:: Task directions ::
Write out all entries word for word.

:: Data lines ::
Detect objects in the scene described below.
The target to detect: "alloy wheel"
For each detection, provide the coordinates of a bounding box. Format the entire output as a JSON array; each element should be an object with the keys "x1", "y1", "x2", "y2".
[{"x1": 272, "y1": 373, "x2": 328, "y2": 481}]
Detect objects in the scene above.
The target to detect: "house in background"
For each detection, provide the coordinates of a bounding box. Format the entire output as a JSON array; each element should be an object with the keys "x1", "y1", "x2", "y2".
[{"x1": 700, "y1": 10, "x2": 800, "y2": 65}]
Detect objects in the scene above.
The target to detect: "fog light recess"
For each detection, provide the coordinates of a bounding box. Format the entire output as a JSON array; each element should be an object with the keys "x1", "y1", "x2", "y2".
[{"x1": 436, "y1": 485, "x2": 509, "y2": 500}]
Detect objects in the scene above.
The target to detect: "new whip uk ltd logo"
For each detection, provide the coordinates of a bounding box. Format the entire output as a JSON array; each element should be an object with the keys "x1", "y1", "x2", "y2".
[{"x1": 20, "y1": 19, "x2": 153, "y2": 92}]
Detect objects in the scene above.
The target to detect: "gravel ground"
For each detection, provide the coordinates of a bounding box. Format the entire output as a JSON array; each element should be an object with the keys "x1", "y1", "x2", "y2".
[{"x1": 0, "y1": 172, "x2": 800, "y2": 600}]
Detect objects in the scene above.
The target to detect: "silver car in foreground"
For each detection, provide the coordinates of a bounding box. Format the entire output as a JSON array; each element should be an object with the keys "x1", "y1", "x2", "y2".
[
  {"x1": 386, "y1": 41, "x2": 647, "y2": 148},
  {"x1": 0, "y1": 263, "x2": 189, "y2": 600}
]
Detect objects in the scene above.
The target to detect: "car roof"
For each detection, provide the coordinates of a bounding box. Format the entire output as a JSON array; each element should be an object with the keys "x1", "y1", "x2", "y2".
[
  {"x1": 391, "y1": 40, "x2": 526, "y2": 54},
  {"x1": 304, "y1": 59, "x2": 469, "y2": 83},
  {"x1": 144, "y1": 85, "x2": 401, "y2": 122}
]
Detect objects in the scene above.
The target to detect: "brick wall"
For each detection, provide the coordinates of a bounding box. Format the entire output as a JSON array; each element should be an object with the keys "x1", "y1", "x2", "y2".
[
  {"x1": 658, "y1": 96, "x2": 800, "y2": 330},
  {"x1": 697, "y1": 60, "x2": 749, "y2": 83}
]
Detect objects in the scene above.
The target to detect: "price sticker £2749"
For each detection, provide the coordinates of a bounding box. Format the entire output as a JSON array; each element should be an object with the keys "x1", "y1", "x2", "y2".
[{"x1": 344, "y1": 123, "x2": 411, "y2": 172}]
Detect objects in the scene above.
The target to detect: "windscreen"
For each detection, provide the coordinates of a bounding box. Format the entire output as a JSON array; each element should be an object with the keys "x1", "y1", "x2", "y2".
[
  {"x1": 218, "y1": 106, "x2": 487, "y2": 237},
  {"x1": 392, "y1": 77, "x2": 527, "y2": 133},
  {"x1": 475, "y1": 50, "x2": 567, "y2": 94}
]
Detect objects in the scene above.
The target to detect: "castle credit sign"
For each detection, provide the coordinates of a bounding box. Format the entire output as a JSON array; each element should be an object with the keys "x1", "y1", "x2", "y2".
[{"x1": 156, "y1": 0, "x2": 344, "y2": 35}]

:: Finished exercise ::
Detect objects in the scene described below.
The target to detect: "alloy wheel"
For each detection, provide the coordinates of a bounding box. Format the entire output as a JSON array; each element should be an object with the keys "x1", "y1", "x2", "y2".
[{"x1": 272, "y1": 373, "x2": 328, "y2": 481}]
Detect objects in the scene above.
The target to detect: "house in background"
For each detection, provide the coordinates of a bounding box. Format the entire output as a JSON array; each element should be an object with the keys "x1", "y1", "x2", "y2".
[{"x1": 700, "y1": 10, "x2": 800, "y2": 65}]
Detect objects in the scene above.
The target to detect: "fog light recess"
For each detection, provide the coordinates of a bounding box. Format the entire output as a JSON array; each element should be an object with the keys "x1", "y1", "x2", "y2".
[{"x1": 436, "y1": 485, "x2": 509, "y2": 500}]
Detect objects in the scene above.
The target to detect: "new whip uk ltd logo"
For each detection, provide the coordinates of a bounding box. Format the entire output as a JSON array; each element should be an object with the keys "x1", "y1", "x2", "y2".
[{"x1": 20, "y1": 19, "x2": 153, "y2": 92}]
Detect objects in the scene above.
The target to detect: "gravel ground"
For each detection, provide the coordinates of a bounding box. Format the entire output as a JSON array; each element should be an object with the keys "x1", "y1", "x2", "y2".
[{"x1": 0, "y1": 172, "x2": 800, "y2": 600}]
Detect objects in the scene above.
The target to detect: "silver car in foreground"
For each detection, provide the coordinates of a bounding box. Format the entire output as a JSON array; each element should be an object with the keys "x1", "y1", "x2", "y2".
[
  {"x1": 386, "y1": 41, "x2": 647, "y2": 148},
  {"x1": 0, "y1": 263, "x2": 189, "y2": 600}
]
Detect objects in the scene above.
The target to detect: "car roof"
For each detection, provide the coordinates of a bounding box. Format the entire output as a JSON array; each element should be an object with the keys "x1", "y1", "x2", "y2".
[
  {"x1": 391, "y1": 40, "x2": 526, "y2": 54},
  {"x1": 304, "y1": 59, "x2": 469, "y2": 83},
  {"x1": 144, "y1": 85, "x2": 401, "y2": 122}
]
Detect objects in the scene above.
The target to detect: "brick wall"
For each detection, provide the coordinates of a bounding box. Format the entire output as a JSON array; each element should be an object with the keys "x1", "y1", "x2", "y2".
[
  {"x1": 658, "y1": 96, "x2": 800, "y2": 330},
  {"x1": 697, "y1": 60, "x2": 749, "y2": 83}
]
Detect objects in the scene above.
The target to detect: "price sticker £2749"
For each detection, provide the coordinates of a bounding box. Format the entire output as a JSON array; each element should be an object with the keys "x1", "y1", "x2", "y2".
[{"x1": 344, "y1": 123, "x2": 411, "y2": 172}]
Detect objects in the scene above.
The target to detect: "windscreen"
For each detection, provide the coordinates of a bounding box. Format the entire output as a JSON array; each element should be an object with the keys "x1", "y1", "x2", "y2".
[
  {"x1": 218, "y1": 106, "x2": 487, "y2": 237},
  {"x1": 392, "y1": 77, "x2": 527, "y2": 133},
  {"x1": 475, "y1": 50, "x2": 567, "y2": 94}
]
Detect objects in the scene above.
The target to detect: "castle credit sign"
For each detection, provide the coordinates of a bounding box. Format the entire output as a JSON array; each element should be an object with the keys "x1", "y1", "x2", "y2".
[{"x1": 156, "y1": 0, "x2": 344, "y2": 35}]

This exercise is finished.